» **Task directions**: List, in order of appearance, every date that appears in the post headings of the forum thread on electric motors, repeating any date that recurs.

======== Page excerpt ========

The trend nowadays it so use that dynamic braking energy to charge batteries instead of wasting it as heat. )


----------



## gregc (Apr 25, 2015)

ok, i understand why described a 3-phase generator.

but i disagree that a turning motor is not generating an EMF that opposes the voltage applied to its terminals -- as already described

what limits the speed of a motor that has no mechanical load?



yes, connecting an electrical load to a generator causes a mechanical load on the motor as the armature current creates a magnetic field in opposition to the permanent magnet field


----------



## wvgca (Jan 21, 2013)

gregc said:


> o
> but i disagree that a turning motor is not generating an EMF that opposes the voltage applied to its terminals -- as already described
> 
> what limits the speed of a motor that has no mechanical load?
> ...


----------



## gregc (Apr 25, 2015)

the current thru the armature creates a magnetic field that pushes against the permanent magnets to push the armature. The current is simply the voltage across the armature windings divided by the armature resistance -- volt / R 

That current generates a torque that accelerates the motor very quickly from being stopped. Without any reduction in that torque, the acceleration would remain constant

why does the acceleration that is so high when the motor is stopped drop to zero (constant speed) when the same voltage is present when the motor is both stopped and at speed.

======== Material supplied ========

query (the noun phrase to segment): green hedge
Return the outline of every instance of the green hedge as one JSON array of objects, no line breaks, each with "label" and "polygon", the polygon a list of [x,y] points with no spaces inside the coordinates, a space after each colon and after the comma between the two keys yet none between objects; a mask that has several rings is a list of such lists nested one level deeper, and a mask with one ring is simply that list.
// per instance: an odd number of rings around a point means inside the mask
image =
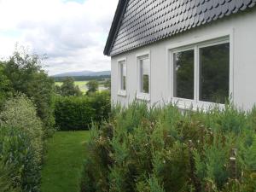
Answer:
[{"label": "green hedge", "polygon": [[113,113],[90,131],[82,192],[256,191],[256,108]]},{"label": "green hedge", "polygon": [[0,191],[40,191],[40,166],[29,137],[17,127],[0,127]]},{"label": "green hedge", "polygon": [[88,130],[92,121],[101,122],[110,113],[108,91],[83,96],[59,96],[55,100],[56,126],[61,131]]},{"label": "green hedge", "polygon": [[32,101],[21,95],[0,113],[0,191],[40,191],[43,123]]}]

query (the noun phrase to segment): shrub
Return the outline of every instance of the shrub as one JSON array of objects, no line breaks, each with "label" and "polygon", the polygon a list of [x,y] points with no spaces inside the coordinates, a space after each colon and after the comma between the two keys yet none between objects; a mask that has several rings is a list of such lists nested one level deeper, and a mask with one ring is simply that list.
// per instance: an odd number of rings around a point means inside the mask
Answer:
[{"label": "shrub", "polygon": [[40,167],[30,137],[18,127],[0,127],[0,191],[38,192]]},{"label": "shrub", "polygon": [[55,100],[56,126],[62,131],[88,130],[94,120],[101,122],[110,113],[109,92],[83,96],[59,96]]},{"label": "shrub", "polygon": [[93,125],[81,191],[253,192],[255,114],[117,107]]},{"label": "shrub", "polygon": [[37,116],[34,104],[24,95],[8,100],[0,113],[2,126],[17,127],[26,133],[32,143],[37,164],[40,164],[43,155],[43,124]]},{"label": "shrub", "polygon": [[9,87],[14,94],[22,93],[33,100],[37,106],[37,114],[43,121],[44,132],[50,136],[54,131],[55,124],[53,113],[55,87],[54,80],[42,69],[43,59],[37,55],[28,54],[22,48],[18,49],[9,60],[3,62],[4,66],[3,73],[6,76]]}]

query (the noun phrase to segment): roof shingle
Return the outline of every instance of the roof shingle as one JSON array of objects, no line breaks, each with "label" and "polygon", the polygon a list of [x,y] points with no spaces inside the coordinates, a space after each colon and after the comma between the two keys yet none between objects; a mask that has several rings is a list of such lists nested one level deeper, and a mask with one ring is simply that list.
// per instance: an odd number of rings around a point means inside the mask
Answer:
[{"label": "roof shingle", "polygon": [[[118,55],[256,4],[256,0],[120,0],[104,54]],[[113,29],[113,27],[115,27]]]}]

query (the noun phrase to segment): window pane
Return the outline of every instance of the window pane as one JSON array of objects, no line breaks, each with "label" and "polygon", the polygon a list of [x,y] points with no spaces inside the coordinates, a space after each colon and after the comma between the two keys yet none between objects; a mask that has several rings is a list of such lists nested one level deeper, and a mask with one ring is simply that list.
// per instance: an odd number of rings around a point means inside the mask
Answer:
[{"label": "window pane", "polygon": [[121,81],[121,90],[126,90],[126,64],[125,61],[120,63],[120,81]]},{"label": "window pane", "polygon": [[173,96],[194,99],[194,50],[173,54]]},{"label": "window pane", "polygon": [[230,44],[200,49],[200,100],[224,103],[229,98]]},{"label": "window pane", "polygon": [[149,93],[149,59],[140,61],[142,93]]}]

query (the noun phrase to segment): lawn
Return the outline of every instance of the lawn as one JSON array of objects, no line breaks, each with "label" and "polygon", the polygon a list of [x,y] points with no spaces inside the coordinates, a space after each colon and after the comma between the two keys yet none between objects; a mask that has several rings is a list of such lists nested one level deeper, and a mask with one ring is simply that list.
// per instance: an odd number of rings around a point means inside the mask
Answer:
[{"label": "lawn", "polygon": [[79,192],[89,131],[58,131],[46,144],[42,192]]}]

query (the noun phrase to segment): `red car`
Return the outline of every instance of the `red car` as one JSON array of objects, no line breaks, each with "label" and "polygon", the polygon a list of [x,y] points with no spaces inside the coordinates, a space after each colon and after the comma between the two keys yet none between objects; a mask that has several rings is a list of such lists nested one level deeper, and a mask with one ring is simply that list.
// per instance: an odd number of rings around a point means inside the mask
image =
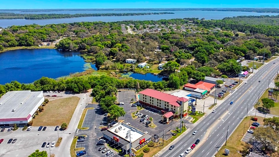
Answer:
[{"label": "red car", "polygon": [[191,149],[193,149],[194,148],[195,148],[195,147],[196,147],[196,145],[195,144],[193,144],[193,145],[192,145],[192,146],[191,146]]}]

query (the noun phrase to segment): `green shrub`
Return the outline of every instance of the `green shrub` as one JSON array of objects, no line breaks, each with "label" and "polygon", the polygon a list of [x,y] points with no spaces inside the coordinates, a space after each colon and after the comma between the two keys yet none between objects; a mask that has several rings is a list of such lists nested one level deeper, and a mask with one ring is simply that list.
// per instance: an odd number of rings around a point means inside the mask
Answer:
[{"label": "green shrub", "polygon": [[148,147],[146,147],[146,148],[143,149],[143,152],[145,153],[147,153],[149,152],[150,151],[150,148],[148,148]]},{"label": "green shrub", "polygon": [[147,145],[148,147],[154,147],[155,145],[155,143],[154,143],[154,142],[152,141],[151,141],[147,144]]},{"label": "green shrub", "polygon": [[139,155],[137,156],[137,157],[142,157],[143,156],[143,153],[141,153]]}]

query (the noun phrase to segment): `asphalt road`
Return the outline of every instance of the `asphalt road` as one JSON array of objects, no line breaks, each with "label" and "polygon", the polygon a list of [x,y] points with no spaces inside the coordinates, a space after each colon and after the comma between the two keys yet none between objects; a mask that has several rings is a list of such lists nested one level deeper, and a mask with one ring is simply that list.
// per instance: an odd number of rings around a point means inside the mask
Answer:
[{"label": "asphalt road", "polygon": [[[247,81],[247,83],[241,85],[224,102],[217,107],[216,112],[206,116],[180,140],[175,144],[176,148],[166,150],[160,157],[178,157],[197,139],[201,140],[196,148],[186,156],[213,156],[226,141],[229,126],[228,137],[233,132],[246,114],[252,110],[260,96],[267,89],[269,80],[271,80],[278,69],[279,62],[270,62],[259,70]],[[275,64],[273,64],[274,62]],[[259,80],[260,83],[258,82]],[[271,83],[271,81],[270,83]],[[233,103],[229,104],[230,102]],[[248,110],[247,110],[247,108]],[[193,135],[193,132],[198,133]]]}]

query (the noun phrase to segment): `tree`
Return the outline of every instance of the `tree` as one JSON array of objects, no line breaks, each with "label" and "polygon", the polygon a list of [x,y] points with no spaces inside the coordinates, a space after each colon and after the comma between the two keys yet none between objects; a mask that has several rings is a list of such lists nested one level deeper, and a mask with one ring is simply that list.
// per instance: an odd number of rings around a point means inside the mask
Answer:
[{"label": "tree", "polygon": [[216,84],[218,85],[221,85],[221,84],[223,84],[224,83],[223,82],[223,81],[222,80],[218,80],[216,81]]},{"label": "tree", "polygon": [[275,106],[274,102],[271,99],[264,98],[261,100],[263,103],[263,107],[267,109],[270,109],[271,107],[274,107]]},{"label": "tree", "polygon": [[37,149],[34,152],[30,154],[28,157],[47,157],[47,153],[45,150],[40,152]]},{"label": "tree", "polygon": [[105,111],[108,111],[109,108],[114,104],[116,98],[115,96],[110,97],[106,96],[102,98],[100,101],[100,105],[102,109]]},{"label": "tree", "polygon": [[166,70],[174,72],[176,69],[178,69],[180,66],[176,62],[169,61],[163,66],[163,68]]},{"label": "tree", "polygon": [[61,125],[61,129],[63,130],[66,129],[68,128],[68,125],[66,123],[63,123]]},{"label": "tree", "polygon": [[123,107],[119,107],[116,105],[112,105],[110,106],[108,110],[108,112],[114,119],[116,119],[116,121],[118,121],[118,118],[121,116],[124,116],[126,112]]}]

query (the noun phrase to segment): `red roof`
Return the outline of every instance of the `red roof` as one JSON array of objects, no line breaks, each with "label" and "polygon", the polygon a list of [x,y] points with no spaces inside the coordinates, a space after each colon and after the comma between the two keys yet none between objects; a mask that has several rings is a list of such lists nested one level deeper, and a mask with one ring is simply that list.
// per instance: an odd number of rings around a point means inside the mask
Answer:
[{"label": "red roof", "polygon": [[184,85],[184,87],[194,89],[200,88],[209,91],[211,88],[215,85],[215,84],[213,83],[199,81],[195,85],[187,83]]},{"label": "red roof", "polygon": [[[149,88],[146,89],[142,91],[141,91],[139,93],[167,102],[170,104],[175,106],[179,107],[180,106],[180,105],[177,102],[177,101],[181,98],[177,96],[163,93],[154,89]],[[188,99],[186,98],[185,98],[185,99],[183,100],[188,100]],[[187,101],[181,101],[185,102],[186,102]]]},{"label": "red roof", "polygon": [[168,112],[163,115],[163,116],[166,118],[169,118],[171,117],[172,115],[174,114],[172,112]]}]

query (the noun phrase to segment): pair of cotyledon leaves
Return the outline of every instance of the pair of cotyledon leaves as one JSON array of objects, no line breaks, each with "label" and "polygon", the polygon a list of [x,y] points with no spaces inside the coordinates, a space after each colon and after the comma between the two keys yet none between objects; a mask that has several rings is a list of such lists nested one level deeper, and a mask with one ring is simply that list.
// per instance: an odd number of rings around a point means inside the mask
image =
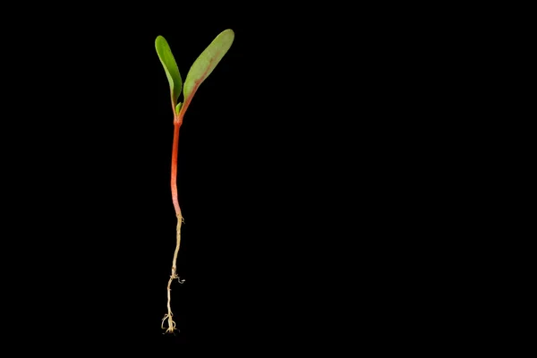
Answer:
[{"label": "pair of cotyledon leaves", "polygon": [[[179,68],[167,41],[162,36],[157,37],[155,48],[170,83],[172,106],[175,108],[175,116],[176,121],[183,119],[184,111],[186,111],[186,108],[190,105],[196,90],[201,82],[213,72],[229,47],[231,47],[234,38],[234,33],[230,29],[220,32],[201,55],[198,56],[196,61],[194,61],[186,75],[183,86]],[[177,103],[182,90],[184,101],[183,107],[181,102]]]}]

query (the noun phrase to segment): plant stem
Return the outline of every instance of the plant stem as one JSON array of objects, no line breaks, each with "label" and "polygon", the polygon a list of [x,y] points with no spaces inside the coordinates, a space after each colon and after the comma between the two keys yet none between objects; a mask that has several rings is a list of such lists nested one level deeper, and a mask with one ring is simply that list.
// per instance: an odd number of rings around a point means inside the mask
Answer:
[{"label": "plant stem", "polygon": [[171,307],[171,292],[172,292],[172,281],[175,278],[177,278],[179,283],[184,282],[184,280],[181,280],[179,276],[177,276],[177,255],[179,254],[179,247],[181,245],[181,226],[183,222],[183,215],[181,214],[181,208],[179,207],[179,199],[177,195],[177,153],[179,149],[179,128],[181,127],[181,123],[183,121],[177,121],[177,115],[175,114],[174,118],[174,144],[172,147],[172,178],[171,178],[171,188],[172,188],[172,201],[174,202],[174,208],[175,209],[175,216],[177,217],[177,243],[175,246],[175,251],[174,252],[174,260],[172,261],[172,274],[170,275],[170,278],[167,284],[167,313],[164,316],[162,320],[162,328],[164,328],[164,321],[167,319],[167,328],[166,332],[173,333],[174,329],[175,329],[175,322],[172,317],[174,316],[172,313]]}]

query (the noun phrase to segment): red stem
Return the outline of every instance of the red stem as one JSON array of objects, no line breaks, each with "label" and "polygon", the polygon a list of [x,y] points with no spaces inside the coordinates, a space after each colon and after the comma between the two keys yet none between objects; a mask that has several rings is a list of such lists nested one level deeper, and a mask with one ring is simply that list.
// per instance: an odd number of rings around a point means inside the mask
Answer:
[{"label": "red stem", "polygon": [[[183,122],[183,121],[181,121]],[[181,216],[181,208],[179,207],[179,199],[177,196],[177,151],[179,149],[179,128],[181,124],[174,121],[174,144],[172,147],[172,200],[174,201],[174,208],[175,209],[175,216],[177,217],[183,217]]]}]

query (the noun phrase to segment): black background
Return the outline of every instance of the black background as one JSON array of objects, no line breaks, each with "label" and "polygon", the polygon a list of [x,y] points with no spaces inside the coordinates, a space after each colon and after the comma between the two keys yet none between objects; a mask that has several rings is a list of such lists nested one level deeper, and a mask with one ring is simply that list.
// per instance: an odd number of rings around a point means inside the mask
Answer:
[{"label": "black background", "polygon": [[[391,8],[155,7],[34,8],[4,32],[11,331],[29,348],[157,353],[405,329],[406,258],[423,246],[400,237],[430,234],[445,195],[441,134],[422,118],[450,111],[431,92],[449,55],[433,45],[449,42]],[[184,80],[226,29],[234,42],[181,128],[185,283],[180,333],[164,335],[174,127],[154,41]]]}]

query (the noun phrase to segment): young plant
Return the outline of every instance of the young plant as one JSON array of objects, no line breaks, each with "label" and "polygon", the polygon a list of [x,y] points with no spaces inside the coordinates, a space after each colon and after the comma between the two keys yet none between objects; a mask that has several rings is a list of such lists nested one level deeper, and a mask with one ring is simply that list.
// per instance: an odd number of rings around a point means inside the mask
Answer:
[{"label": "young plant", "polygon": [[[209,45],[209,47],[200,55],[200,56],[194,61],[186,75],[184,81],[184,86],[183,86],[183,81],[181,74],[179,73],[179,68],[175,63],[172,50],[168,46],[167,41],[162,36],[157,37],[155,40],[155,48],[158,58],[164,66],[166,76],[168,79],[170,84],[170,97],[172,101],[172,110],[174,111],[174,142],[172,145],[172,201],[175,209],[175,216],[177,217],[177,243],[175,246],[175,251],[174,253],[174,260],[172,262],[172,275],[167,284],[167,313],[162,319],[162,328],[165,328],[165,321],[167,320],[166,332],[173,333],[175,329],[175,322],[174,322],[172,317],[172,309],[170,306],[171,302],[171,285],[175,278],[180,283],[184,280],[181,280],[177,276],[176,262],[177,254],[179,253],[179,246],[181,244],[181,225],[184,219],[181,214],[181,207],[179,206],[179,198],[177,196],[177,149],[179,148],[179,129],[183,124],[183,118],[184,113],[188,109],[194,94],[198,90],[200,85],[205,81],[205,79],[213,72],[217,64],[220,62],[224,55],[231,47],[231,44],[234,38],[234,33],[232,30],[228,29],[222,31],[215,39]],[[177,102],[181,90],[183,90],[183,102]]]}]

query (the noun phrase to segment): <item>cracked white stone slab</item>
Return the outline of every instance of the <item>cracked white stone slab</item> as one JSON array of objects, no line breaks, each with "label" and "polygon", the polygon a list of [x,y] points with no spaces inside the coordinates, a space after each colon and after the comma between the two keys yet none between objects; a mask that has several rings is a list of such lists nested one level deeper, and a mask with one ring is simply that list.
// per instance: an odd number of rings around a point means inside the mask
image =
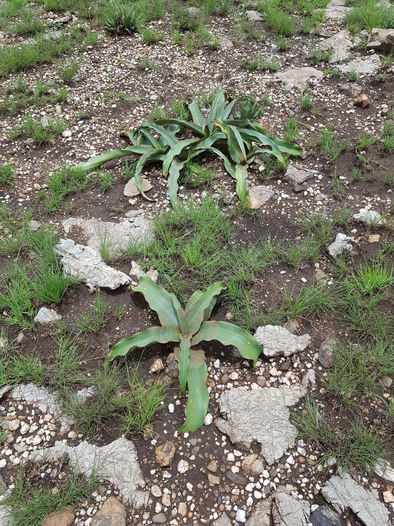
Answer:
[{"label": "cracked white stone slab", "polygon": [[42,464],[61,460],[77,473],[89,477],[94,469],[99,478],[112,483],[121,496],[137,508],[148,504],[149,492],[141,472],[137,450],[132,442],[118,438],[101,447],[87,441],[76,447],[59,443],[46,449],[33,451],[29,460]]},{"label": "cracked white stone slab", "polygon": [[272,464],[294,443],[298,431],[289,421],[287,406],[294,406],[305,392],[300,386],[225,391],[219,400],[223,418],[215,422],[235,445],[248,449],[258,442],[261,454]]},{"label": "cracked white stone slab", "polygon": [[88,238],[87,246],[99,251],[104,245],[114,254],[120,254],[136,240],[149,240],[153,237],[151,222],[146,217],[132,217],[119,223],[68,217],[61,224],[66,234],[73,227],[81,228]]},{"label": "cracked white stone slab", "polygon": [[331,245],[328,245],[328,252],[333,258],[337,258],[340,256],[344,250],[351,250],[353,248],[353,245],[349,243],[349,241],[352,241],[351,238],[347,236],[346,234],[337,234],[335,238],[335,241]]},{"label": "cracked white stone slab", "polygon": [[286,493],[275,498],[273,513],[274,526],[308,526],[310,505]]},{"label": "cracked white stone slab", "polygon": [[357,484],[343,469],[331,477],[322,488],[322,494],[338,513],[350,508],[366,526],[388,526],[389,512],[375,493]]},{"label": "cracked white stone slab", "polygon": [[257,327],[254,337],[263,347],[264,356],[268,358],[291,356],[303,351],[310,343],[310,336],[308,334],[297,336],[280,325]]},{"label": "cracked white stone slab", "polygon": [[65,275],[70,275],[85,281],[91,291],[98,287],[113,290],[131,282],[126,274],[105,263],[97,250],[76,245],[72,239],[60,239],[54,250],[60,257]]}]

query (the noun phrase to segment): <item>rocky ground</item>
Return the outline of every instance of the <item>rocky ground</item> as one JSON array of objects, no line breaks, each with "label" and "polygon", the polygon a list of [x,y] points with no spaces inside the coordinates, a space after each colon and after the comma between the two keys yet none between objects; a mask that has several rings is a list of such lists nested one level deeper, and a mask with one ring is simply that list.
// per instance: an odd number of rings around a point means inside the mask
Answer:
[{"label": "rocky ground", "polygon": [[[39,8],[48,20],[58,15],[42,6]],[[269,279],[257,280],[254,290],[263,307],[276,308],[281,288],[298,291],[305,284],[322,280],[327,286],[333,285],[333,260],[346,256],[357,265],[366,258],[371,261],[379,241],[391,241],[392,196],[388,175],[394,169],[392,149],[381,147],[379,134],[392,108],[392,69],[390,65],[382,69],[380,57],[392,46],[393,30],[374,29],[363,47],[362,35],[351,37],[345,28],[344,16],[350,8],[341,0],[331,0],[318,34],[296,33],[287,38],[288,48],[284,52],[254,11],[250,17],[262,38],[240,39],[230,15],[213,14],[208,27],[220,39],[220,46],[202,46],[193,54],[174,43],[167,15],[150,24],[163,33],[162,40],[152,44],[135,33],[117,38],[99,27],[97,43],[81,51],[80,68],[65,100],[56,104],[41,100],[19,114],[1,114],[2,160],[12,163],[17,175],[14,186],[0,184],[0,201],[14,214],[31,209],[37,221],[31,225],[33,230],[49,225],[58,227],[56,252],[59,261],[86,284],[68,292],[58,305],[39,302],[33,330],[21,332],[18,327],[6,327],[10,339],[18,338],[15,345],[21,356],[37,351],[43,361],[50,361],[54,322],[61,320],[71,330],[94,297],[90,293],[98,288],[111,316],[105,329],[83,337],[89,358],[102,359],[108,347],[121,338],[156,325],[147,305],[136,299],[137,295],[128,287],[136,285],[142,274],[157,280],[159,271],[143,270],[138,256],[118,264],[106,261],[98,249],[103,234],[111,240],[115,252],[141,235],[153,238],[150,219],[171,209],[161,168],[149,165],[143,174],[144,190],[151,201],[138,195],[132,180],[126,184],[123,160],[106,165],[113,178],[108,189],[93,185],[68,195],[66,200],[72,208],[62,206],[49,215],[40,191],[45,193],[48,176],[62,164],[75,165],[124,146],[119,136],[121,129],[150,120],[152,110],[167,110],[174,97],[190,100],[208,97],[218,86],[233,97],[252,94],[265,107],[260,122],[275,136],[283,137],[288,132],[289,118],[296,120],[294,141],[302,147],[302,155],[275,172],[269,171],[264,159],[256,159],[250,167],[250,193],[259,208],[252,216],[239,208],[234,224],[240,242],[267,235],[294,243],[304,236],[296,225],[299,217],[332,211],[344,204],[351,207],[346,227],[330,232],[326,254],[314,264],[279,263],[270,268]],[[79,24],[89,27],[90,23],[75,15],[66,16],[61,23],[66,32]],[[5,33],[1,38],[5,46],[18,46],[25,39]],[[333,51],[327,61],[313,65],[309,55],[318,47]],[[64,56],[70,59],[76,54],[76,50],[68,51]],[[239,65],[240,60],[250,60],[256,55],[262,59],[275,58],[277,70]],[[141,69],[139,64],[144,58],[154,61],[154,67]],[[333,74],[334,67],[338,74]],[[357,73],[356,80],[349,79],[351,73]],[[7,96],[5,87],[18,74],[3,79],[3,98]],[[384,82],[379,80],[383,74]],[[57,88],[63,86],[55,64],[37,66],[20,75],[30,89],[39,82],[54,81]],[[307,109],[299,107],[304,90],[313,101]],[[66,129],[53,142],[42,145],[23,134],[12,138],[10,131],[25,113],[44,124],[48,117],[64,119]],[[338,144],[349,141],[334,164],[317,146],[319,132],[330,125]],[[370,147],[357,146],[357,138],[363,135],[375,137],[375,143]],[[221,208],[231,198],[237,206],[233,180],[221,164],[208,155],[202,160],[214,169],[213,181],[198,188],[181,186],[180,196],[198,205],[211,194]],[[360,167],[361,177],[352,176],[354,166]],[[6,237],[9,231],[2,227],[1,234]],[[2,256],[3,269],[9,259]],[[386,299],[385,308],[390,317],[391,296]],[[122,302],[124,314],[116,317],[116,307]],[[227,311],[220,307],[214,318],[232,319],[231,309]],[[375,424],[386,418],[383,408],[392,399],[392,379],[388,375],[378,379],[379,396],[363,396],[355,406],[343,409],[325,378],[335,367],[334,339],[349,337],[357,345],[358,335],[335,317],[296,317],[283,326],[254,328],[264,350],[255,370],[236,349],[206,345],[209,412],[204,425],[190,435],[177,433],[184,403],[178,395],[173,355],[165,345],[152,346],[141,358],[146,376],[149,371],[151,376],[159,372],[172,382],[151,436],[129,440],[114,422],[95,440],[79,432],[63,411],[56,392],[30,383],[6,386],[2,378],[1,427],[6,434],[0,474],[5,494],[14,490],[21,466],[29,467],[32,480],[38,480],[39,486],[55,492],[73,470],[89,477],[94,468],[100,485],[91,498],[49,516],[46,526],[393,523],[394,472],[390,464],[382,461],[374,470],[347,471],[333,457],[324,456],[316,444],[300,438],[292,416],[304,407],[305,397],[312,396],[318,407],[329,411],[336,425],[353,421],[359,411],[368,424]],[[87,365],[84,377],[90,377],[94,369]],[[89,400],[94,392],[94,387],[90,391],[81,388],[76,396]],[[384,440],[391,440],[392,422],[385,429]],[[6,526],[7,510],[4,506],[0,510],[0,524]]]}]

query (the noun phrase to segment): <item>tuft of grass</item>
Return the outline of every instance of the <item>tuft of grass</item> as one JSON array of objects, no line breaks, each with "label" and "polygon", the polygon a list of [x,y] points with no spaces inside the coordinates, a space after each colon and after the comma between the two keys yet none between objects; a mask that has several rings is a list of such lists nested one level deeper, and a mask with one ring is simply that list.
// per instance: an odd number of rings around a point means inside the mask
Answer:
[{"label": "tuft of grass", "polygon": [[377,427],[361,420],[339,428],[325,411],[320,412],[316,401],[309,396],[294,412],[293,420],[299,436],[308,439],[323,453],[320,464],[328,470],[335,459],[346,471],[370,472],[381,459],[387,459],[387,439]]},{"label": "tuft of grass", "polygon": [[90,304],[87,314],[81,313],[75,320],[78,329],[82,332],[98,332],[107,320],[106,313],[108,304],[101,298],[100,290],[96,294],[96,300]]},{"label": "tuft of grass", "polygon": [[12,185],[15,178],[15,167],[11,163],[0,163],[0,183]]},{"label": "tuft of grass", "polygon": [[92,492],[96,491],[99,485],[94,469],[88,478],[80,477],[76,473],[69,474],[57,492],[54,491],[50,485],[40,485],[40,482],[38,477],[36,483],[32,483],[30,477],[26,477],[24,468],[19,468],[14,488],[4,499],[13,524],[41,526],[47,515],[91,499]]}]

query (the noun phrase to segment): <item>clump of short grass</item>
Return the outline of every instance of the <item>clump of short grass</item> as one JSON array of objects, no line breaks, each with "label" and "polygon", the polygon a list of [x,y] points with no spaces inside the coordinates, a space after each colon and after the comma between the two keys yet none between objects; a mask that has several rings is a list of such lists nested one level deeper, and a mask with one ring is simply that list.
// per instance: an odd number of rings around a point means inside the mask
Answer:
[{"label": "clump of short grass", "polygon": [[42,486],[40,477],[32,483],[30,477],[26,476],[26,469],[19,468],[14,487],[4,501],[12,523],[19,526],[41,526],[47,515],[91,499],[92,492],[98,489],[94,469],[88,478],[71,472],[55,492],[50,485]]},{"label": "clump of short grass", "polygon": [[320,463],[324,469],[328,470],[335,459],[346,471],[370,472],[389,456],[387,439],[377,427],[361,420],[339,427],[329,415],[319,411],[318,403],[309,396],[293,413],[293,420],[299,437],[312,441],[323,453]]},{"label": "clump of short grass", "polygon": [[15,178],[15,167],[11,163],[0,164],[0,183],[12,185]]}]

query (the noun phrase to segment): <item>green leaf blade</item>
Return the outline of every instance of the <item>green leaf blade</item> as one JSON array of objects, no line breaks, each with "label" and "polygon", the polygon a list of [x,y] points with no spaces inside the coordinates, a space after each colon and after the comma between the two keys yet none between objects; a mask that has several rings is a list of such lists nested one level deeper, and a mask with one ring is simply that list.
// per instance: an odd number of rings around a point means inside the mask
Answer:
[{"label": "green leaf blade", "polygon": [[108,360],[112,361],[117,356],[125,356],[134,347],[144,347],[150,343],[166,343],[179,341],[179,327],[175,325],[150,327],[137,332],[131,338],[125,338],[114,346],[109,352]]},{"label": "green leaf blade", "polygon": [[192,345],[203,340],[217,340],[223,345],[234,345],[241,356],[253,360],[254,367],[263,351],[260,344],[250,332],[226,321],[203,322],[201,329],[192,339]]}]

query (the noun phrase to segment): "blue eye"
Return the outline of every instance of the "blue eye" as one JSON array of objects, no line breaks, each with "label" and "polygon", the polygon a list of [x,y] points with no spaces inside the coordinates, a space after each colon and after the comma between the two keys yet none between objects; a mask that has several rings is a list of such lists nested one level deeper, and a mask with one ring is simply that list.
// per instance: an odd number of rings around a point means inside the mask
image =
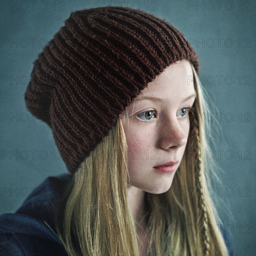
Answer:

========

» **Final answer**:
Apr 25, 2015
Jan 21, 2013
Apr 25, 2015